Named object pointing entries:
========
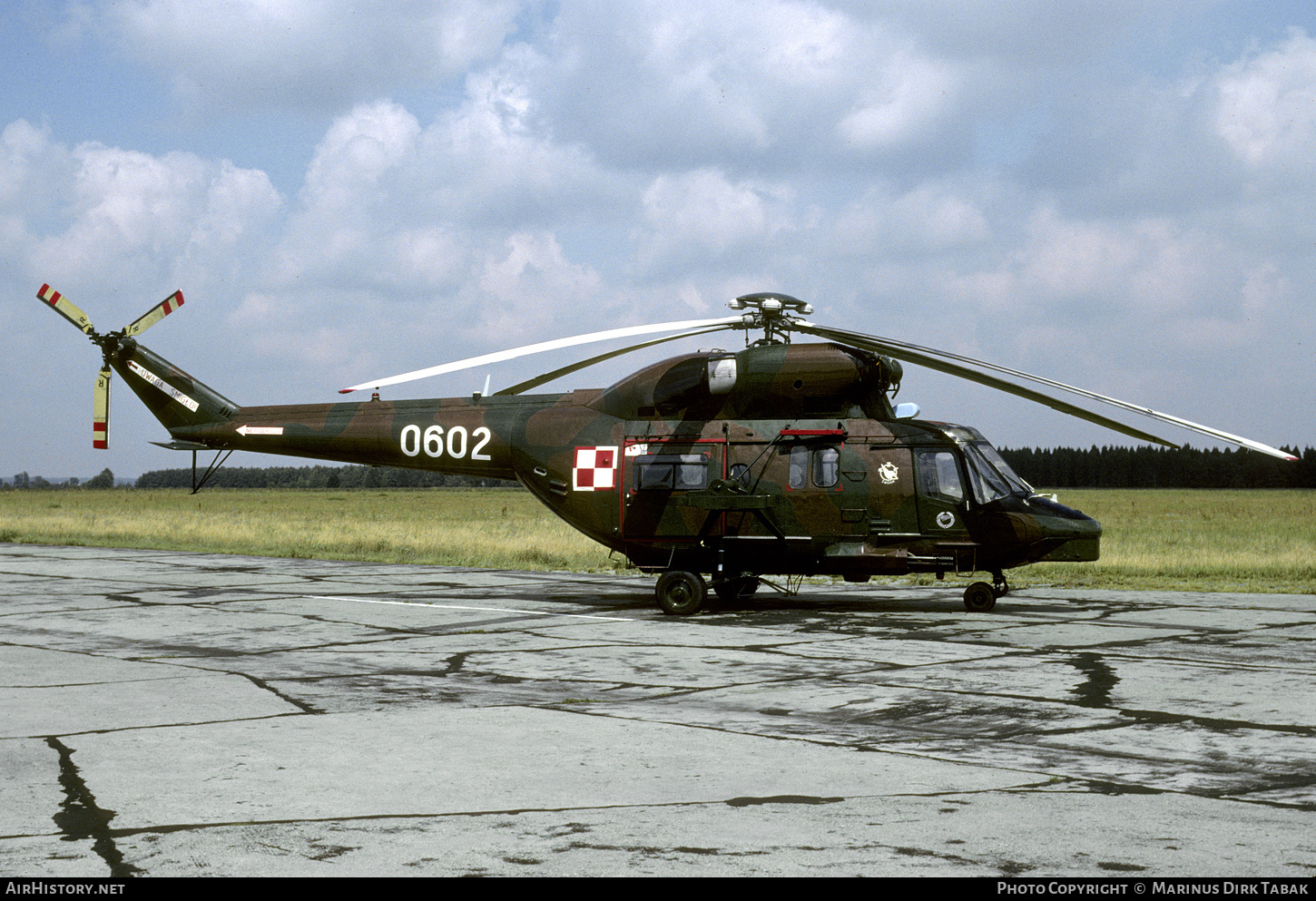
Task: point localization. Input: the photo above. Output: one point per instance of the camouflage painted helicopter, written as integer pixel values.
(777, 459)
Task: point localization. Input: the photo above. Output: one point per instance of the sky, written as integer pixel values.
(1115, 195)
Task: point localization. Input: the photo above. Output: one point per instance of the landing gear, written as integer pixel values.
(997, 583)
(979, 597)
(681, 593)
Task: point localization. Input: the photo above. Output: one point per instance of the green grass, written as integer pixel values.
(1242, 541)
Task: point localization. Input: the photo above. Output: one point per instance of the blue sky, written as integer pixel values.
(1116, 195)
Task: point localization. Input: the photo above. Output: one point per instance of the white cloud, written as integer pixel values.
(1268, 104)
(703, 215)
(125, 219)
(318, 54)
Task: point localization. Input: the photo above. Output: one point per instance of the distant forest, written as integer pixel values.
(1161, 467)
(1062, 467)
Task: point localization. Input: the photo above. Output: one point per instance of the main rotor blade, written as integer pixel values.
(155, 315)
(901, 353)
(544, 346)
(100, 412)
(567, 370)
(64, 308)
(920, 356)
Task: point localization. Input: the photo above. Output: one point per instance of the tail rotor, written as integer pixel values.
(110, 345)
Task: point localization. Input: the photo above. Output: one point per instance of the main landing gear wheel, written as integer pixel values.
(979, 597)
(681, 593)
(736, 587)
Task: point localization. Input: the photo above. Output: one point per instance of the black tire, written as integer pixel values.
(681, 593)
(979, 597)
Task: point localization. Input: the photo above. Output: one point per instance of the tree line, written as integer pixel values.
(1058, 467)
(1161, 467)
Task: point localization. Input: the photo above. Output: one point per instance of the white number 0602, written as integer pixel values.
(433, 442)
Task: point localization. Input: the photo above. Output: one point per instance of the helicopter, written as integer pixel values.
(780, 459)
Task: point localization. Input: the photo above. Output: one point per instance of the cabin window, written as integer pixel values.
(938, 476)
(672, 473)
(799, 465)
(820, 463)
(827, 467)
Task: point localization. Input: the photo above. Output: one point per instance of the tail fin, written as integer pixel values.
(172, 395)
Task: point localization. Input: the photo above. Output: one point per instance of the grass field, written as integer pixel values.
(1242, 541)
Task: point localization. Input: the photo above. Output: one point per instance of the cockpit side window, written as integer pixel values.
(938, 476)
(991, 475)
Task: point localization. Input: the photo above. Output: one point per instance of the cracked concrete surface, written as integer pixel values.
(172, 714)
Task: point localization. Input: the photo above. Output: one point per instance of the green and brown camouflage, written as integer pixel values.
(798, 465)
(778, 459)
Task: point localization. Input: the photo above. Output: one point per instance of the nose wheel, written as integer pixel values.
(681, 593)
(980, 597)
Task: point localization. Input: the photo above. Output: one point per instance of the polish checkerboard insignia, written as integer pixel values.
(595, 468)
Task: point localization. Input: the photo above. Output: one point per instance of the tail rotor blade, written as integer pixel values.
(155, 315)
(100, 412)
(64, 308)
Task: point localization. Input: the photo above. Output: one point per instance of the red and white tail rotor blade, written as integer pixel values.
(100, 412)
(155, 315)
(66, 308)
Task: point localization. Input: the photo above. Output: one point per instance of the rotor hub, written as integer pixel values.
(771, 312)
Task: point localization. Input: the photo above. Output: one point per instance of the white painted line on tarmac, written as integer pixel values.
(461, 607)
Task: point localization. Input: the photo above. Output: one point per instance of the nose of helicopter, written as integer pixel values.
========
> GOAL
Present every line of the items above as a Markdown table with the columns Row and Line, numbering the rows and leaving out blank lines and the pictures.

> ANSWER TO THIS PROBLEM
| Row | Line |
|---|---|
| 1 | Task: point localization. Input: the photo above. Output: one point per instance of the camouflage painted helicopter, written as integer pixel values. |
| 2 | (777, 459) |
| 3 | Task: point localization. Input: the photo above. Output: one point per instance of the sky, written as integer pixel values. |
| 4 | (1115, 195) |
| 5 | Task: point localization. Input: the photo above. Output: one point per instance of the landing gear, written as integer pixel values. |
| 6 | (997, 583) |
| 7 | (979, 597) |
| 8 | (681, 593) |
| 9 | Task: point localization. Input: the photo above. Output: one point per instance of the green grass, written as integer pixel values. |
| 10 | (1242, 541) |
| 11 | Task: point localization. Input: the photo above. Output: one point per instance of the blue sky, written as integer pixel values. |
| 12 | (1116, 195) |
| 13 | Task: point localization. Input: the photo above. Output: one point per instance of the white cloud, written as integer pixel values. |
| 14 | (1268, 104) |
| 15 | (703, 215) |
| 16 | (125, 219) |
| 17 | (318, 54) |
| 18 | Task: point localization. Input: the photo above. Output: one point per instance of the distant forest, written as integer pixel values. |
| 19 | (1161, 467) |
| 20 | (1062, 467) |
| 21 | Task: point localization. Input: the photo above. Output: one point per instance of the main rotor blade, written as integer pixel values. |
| 22 | (155, 315) |
| 23 | (901, 353) |
| 24 | (544, 346) |
| 25 | (100, 412) |
| 26 | (567, 370) |
| 27 | (64, 308) |
| 28 | (920, 356) |
| 29 | Task: point localization. Input: the photo above. Output: one point per instance of the tail rotor, written as integer pixel values. |
| 30 | (110, 345) |
| 31 | Task: point localization. Input: the photo above. Output: one point per instance of the main landing gear wheel, written as integer pixel values. |
| 32 | (979, 597) |
| 33 | (681, 593) |
| 34 | (736, 587) |
| 35 | Task: point localization. Input: the photo above. Output: one point per instance of the black tire, written as integer pixel values. |
| 36 | (681, 593) |
| 37 | (979, 597) |
| 38 | Task: point localization. Input: the photo above. Output: one point per instance of the tree line, written as integer pixel values. |
| 39 | (1058, 467) |
| 40 | (1161, 467) |
| 41 | Task: point localization. Input: the photo above. Output: one point per instance of the white number 0602, written as integer pixel values. |
| 42 | (433, 442) |
| 43 | Task: point localization. Input: the photo above. Output: one point per instance of the helicopter, written as integer pixel values. |
| 44 | (780, 459) |
| 45 | Task: point localization. Input: the photo above. Output: one point per instance of the cabin window, written as integer pixel values. |
| 46 | (938, 476) |
| 47 | (672, 473) |
| 48 | (799, 465) |
| 49 | (820, 463) |
| 50 | (827, 467) |
| 51 | Task: point localization. Input: the photo above. Output: one point per instance of the tail fin, written as integer pixel values. |
| 52 | (172, 395) |
| 53 | Task: point localization. Input: the photo above. Output: one point per instance of the grass field, written as integer pixel values. |
| 54 | (1242, 541) |
| 55 | Task: point localization. Input: the photo above. Output: one point per instance of the cockpit side window, written as integer pixel values. |
| 56 | (938, 476) |
| 57 | (991, 475) |
| 58 | Task: point localization. Input: the photo above. Output: one point per instance of the cracked concrete surface, written as integer pixel values. |
| 59 | (172, 714) |
| 60 | Task: point localization. Input: the photo above. Output: one point per instance of the green and brown camouflage, written as integer pixel values. |
| 61 | (798, 465) |
| 62 | (778, 459) |
| 63 | Task: point localization. Input: the photo above. Output: one point per instance of the nose wheel, written as integer pixel values. |
| 64 | (681, 593) |
| 65 | (980, 597) |
| 66 | Task: point localization. Input: the photo above. Output: one point per instance of the polish checkerboard insignia, written as integer pixel values. |
| 67 | (595, 468) |
| 68 | Task: point localization. Input: the photo above. Output: one point per instance of the tail rotor blade, written as integer pixel values. |
| 69 | (155, 315) |
| 70 | (100, 412) |
| 71 | (64, 308) |
| 72 | Task: point localization. Input: the photo above. Output: one point per instance of the red and white tail rotor blade, written as integer pixel values. |
| 73 | (100, 412) |
| 74 | (155, 315) |
| 75 | (66, 308) |
| 76 | Task: point localization. Input: the photo above. Output: one point per instance of the rotor hub, written as integer pixel values. |
| 77 | (771, 312) |
| 78 | Task: point localization. Input: the photo above. Output: one point per instance of the white painted line on tarmac, written as integer pixel values. |
| 79 | (461, 607) |
| 80 | Task: point localization. Input: the photo above. Output: one point per instance of the nose of helicopter, written as integer pixel values. |